About this task »
Among the records that follow, find the line with "Segmentation: for every" and the line with "negative clicks: (35, 188)". Set down those lines and all lines between them exactly, without adding anything.
--- START ---
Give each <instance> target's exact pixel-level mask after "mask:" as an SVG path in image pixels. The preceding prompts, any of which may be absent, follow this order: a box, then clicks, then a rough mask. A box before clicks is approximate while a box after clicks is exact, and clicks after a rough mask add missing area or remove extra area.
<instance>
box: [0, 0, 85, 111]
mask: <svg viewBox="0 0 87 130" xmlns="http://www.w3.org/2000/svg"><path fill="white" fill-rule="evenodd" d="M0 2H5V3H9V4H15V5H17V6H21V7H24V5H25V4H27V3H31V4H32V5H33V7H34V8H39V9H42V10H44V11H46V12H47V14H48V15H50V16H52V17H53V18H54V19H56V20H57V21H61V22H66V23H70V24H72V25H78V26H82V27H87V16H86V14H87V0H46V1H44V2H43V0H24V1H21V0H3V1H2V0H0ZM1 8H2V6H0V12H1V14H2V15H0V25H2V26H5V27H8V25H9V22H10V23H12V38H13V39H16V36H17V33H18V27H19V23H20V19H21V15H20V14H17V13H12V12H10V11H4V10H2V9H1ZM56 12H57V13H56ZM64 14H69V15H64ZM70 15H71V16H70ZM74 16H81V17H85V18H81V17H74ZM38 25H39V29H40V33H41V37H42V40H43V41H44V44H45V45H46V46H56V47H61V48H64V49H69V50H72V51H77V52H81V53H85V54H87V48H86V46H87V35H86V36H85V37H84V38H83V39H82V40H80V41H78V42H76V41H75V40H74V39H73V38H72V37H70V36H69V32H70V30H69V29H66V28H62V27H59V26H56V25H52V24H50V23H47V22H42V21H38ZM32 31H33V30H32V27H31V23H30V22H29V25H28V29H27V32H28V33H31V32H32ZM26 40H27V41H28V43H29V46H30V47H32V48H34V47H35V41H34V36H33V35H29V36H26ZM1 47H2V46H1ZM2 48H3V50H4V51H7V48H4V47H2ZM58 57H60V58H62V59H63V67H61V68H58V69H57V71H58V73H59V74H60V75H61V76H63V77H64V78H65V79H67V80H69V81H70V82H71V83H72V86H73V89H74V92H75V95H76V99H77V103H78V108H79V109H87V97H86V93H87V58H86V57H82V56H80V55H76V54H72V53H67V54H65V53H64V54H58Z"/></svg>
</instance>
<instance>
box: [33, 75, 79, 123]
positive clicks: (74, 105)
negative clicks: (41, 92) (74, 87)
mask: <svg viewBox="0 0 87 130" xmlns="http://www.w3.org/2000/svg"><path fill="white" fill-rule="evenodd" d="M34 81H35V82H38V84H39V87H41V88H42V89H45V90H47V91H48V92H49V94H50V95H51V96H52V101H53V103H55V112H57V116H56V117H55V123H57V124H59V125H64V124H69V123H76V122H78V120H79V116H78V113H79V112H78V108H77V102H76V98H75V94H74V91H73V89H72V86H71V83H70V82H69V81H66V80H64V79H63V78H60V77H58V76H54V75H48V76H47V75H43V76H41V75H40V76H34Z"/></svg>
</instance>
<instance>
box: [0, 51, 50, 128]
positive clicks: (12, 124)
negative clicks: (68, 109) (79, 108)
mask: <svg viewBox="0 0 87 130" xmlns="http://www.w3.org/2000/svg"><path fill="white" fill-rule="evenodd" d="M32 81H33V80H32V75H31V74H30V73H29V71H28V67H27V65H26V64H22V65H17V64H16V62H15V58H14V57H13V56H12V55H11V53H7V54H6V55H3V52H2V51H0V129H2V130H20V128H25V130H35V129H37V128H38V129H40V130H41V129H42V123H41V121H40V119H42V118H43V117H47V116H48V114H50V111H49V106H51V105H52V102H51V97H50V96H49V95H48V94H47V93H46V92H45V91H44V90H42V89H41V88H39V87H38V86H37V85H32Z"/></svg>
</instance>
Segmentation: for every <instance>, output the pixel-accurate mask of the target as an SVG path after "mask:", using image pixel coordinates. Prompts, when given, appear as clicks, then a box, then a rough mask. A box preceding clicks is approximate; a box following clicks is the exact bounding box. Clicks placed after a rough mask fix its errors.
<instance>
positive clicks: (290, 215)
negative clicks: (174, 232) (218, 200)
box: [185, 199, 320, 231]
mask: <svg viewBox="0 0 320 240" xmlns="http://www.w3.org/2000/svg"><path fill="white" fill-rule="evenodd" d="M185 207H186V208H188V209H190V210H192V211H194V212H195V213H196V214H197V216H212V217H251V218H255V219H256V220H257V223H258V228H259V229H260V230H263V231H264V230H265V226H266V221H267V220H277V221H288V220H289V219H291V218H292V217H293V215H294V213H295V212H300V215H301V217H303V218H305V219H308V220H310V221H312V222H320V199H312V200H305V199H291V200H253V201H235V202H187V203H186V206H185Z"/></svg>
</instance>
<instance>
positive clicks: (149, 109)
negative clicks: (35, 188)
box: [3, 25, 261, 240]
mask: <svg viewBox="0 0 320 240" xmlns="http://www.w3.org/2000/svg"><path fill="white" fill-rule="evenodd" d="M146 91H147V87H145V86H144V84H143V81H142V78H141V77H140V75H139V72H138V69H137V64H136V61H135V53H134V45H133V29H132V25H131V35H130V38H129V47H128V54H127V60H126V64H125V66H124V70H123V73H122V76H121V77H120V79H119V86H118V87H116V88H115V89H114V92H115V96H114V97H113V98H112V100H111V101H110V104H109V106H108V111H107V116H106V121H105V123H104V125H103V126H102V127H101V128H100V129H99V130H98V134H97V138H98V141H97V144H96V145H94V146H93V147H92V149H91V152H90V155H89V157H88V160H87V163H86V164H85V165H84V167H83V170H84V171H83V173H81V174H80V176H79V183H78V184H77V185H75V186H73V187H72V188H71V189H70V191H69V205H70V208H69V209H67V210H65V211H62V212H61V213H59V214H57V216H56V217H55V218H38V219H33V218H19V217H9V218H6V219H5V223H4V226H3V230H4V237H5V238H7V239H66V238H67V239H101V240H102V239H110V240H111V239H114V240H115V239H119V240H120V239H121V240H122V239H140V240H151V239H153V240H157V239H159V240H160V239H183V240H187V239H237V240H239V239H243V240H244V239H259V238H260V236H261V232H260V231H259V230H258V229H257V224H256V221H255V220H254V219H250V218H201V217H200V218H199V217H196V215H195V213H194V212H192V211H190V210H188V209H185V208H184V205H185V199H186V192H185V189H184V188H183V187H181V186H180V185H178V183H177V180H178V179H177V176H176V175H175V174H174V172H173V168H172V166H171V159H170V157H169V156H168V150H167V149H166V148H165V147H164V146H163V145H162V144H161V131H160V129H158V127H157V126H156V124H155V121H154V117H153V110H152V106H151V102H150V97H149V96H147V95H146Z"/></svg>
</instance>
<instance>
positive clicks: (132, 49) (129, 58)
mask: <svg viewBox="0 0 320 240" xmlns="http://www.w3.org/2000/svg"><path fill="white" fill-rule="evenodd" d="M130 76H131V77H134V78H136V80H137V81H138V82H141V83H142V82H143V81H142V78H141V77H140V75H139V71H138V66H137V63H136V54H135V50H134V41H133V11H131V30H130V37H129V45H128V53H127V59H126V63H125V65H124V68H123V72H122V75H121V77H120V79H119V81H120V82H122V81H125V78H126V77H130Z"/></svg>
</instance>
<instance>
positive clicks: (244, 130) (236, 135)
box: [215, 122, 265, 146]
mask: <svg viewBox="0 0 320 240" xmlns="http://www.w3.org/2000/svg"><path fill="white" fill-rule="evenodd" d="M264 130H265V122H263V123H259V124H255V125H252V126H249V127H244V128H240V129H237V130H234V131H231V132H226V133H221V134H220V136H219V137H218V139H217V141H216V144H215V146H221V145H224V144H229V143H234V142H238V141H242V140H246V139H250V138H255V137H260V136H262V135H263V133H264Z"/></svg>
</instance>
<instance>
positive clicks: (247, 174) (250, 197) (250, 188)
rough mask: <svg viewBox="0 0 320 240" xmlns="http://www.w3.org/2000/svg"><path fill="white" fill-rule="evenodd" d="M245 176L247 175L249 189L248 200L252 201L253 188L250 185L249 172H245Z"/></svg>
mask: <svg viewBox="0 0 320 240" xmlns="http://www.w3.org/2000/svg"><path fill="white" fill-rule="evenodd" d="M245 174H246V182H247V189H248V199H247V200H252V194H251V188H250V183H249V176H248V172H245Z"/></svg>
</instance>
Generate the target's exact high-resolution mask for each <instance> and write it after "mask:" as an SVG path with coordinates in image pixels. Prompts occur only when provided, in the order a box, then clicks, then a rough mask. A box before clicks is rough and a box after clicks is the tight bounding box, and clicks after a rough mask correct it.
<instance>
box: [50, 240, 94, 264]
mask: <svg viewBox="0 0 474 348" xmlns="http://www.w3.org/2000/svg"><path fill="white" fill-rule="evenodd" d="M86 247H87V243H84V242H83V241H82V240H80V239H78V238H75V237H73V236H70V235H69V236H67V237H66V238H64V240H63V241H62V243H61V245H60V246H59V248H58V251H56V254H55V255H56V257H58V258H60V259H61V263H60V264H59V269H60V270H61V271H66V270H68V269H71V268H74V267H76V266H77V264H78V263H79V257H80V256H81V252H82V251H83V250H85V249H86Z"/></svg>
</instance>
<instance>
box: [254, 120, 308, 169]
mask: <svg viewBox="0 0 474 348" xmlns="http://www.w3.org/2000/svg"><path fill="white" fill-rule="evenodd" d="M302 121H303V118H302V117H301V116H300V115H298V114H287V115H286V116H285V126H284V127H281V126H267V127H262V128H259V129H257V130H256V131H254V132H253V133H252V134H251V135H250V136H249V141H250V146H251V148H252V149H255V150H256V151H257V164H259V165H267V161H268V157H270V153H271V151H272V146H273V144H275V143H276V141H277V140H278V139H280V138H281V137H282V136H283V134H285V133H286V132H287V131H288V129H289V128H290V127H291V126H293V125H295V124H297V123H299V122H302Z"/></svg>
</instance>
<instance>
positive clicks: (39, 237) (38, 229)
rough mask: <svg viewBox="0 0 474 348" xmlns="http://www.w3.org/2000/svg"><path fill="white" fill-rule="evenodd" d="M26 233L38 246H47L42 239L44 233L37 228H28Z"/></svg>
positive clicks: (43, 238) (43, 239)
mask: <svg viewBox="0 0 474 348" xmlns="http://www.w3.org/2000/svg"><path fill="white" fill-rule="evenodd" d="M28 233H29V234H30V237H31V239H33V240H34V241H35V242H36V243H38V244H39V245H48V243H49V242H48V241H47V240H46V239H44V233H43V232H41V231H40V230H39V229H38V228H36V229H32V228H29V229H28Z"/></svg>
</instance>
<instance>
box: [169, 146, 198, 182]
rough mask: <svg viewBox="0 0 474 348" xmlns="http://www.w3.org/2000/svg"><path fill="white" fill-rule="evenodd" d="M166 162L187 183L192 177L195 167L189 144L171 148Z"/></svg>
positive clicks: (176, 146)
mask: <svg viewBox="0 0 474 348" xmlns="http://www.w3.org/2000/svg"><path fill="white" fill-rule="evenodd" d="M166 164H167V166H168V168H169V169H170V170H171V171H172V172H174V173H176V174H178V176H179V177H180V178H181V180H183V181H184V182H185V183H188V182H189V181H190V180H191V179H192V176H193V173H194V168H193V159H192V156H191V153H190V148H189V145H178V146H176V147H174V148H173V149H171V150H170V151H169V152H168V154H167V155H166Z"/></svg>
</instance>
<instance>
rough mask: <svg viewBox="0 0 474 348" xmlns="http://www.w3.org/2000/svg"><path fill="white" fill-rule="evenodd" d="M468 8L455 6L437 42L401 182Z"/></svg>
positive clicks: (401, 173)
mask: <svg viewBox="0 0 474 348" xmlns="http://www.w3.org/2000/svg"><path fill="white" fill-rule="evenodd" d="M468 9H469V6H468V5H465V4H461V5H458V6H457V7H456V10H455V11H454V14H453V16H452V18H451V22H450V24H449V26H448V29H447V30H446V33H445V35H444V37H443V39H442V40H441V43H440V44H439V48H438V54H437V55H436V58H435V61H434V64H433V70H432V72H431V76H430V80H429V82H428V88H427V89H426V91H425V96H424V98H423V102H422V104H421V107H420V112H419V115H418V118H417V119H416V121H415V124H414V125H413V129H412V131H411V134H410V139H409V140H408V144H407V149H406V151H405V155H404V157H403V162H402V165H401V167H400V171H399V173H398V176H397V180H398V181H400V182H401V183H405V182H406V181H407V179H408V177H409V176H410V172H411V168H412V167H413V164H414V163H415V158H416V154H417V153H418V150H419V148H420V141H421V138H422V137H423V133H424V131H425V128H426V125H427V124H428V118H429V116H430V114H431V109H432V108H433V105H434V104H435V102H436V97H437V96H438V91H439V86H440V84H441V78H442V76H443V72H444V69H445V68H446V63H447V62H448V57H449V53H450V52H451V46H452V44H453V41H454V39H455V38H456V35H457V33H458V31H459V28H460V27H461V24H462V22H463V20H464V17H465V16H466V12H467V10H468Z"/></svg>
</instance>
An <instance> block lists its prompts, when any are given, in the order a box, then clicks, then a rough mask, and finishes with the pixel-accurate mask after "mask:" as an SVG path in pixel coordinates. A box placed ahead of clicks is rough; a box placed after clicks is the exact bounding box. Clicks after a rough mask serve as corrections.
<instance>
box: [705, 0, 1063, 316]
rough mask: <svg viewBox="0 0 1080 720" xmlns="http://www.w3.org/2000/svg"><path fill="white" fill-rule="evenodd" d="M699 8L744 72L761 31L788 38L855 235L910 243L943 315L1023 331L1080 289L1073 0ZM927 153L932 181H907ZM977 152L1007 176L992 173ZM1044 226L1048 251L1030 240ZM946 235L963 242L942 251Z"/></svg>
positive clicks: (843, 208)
--- END ---
Written reply »
Segmentation: for every <instance>, output the pixel-accurate mask of the target as an SVG path after "mask:", using image pixel coordinates. Prompts, when given, appear as clicks, then a box, then a rough mask. A box preceding clicks is approximate; a box following clicks is the exact bounding box. Clicks placed after a rough mask fix its errors.
<instance>
positive clicks: (290, 215)
negative clicks: (174, 232) (218, 200)
box: [185, 199, 320, 231]
mask: <svg viewBox="0 0 320 240" xmlns="http://www.w3.org/2000/svg"><path fill="white" fill-rule="evenodd" d="M185 207H186V208H188V209H190V210H192V211H194V212H195V213H196V214H197V216H212V217H251V218H255V219H256V220H257V223H258V228H259V229H260V230H263V231H264V230H265V226H266V221H267V220H277V221H288V220H289V219H291V218H292V217H293V215H294V213H295V212H300V215H301V217H303V218H305V219H308V220H310V221H312V222H320V199H312V200H305V199H291V200H253V201H235V202H187V203H186V206H185Z"/></svg>
</instance>
<instance>
positive clicks: (149, 109)
negative clicks: (35, 188)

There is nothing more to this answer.